TEXT FOR ANALYSIS
New AI-first coding systems have introduced a new proposition: What if generative AI can just write most or all of the code for you? Today’s agentic coding systems remove much of the need for visual abstractions. Now, you can make code do what you want by simply telling a model what to make.
For example, a developer can now describe an application in natural language: “Build a customer portal with authentication, subscription billing, email notifications and an admin dashboard.” An agentic system can generate much of the project structure, infrastructure configuration, database schema, APIs, tests and frontend components automatically.
Large language models (LLMs) can generate code, design workflows, create user interfaces and translate natural language prompts into software components. This has even enabled a practice known as “vibe coding,” the practice of prompting AI tools to generate code without even having to understand the fundamentals of programming, though this practice comes with serious risks, especially in the context of creating enterprise applications. Today’s organizations are now grappling with new forms of shadow IT, when employees use AI-assisted coding platforms without proper oversight and established processes.
AI agents can do much more than generate snippets of code. They can:
Analyze entire repositories
Understand application architecture
Create multiple files simultaneously
Refactor large systems
Generate tests
Debug issues
Execute commands and tooling
Iterate toward a goal autonomously
While many low-code vendors have integrated AI assistants that allow users to describe applications in plain human language, a more expansive shift is underway toward AI code generation platforms powered by agentic AI.

TASK A
In the passage on AI coding systems, what term names the practice of prompting AI tools to generate code without understanding programming fundamentals?
TASK B
Retype everything in the passage on AI coding systems from "Large language models" down to "and established processes.".

SUPPLIED INFORMATION
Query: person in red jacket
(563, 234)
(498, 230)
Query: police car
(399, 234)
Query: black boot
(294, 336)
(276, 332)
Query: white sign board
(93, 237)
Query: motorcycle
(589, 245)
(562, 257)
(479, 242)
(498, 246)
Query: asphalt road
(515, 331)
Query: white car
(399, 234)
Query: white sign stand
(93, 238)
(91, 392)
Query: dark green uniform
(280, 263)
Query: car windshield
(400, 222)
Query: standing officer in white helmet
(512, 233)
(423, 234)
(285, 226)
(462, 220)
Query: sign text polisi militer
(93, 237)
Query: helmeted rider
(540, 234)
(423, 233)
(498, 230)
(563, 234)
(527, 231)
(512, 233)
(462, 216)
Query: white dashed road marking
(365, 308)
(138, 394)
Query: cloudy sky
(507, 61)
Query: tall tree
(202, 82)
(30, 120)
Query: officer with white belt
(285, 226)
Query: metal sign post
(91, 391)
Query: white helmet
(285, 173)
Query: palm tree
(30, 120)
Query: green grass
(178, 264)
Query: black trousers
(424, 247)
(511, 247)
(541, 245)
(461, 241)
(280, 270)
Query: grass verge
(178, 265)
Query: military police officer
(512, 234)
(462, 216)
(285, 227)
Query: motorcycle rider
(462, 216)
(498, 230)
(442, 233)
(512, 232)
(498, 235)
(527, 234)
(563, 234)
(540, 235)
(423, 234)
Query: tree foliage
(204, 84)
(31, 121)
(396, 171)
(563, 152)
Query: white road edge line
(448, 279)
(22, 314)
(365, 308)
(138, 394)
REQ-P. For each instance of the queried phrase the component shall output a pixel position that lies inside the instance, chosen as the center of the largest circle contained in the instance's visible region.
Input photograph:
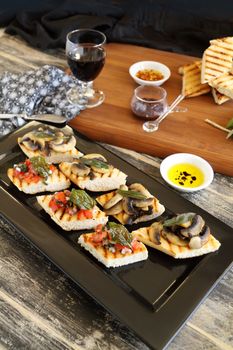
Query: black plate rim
(129, 311)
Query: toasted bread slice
(218, 97)
(177, 252)
(181, 68)
(53, 157)
(124, 218)
(217, 59)
(70, 222)
(55, 182)
(109, 258)
(224, 84)
(98, 182)
(191, 81)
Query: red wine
(86, 62)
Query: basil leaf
(131, 194)
(82, 199)
(120, 234)
(22, 166)
(179, 219)
(95, 162)
(230, 124)
(40, 165)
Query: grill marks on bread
(191, 80)
(217, 59)
(173, 250)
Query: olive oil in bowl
(186, 175)
(186, 172)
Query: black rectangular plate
(154, 297)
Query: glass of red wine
(85, 54)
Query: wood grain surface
(113, 122)
(41, 308)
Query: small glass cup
(149, 102)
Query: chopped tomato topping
(83, 214)
(136, 245)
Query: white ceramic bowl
(149, 65)
(179, 158)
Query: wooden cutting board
(114, 123)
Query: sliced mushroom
(140, 188)
(102, 170)
(80, 169)
(116, 209)
(127, 205)
(63, 145)
(197, 242)
(141, 203)
(30, 144)
(95, 156)
(195, 228)
(114, 200)
(155, 232)
(173, 238)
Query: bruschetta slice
(94, 173)
(183, 236)
(131, 204)
(113, 245)
(35, 175)
(54, 144)
(73, 210)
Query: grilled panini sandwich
(73, 210)
(92, 172)
(191, 80)
(183, 236)
(54, 144)
(224, 84)
(131, 204)
(218, 97)
(36, 175)
(113, 245)
(217, 59)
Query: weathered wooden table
(40, 308)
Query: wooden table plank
(114, 123)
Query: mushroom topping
(116, 209)
(127, 205)
(63, 144)
(173, 238)
(114, 200)
(95, 156)
(142, 203)
(197, 242)
(80, 169)
(140, 188)
(155, 232)
(30, 144)
(195, 228)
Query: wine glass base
(149, 127)
(91, 98)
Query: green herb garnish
(95, 162)
(120, 234)
(81, 199)
(22, 166)
(41, 167)
(131, 194)
(179, 219)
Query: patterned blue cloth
(38, 91)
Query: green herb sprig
(82, 199)
(120, 234)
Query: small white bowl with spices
(186, 172)
(149, 73)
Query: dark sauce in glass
(86, 62)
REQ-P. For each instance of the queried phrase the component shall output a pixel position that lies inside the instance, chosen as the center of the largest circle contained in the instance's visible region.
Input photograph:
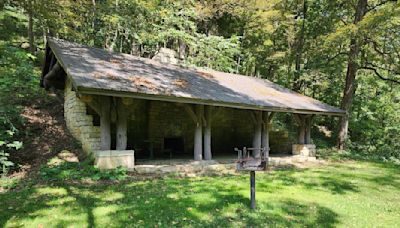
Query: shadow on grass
(325, 180)
(169, 202)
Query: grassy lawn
(344, 194)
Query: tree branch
(370, 8)
(379, 75)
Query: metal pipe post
(252, 189)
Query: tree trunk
(352, 68)
(30, 27)
(207, 134)
(105, 123)
(122, 125)
(299, 51)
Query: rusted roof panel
(93, 70)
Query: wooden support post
(308, 122)
(122, 125)
(105, 123)
(198, 134)
(257, 133)
(207, 133)
(300, 119)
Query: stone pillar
(122, 125)
(198, 134)
(265, 132)
(207, 133)
(78, 122)
(257, 133)
(105, 123)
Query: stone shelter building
(119, 105)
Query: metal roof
(97, 71)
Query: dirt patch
(45, 135)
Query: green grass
(340, 194)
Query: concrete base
(111, 159)
(307, 150)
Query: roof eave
(92, 91)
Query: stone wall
(78, 122)
(150, 122)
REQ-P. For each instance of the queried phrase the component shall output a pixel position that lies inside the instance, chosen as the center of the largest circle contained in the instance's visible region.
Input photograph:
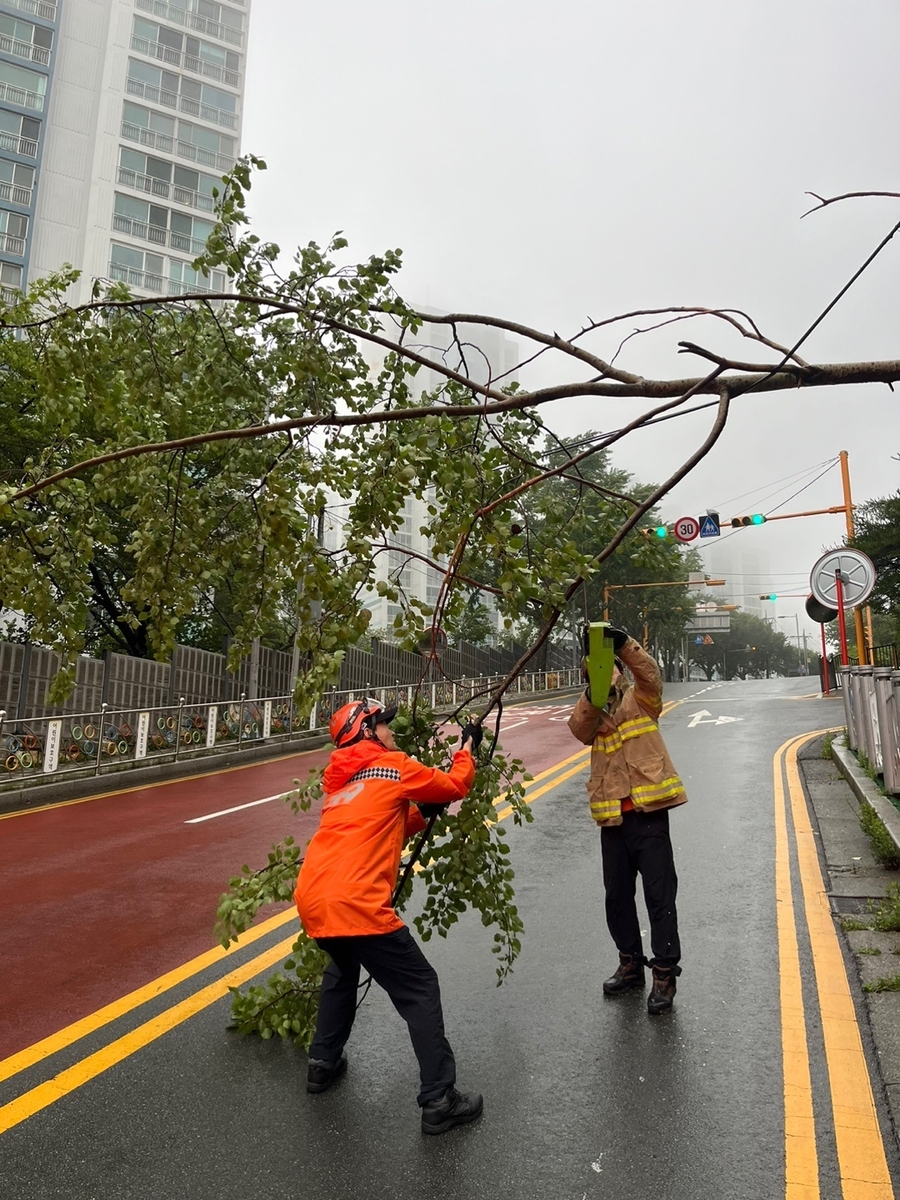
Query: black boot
(453, 1108)
(629, 973)
(664, 989)
(321, 1074)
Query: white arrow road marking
(697, 719)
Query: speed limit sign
(687, 528)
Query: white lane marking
(225, 813)
(697, 719)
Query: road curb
(867, 791)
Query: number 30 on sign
(687, 528)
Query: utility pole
(849, 513)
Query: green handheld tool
(599, 660)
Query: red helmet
(351, 721)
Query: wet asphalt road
(583, 1096)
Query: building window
(184, 51)
(207, 147)
(24, 40)
(18, 85)
(151, 129)
(18, 133)
(138, 268)
(172, 90)
(16, 181)
(184, 279)
(13, 231)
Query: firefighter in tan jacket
(631, 787)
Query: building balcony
(17, 195)
(155, 186)
(208, 113)
(166, 144)
(40, 7)
(10, 245)
(144, 280)
(144, 183)
(187, 61)
(24, 49)
(21, 96)
(157, 235)
(148, 91)
(222, 162)
(13, 144)
(191, 21)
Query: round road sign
(687, 528)
(857, 577)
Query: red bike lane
(103, 895)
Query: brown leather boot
(664, 989)
(629, 973)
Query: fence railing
(108, 739)
(871, 708)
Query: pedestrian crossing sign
(708, 527)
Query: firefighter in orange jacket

EXERCISE RESULT A
Vibe coding.

EXERCISE RESULT B
Large language models (LLMs) can generate code, design workflows, create user interfaces and translate natural language prompts into software components. This has even enabled a practice known as “vibe coding,” the practice of prompting AI tools to generate code without even having to understand the fundamentals of programming, though this practice comes with serious risks, especially in the context of creating enterprise applications. Today’s organizations are now grappling with new forms of shadow IT, when employees use AI-assisted coding platforms without proper oversight and established processes.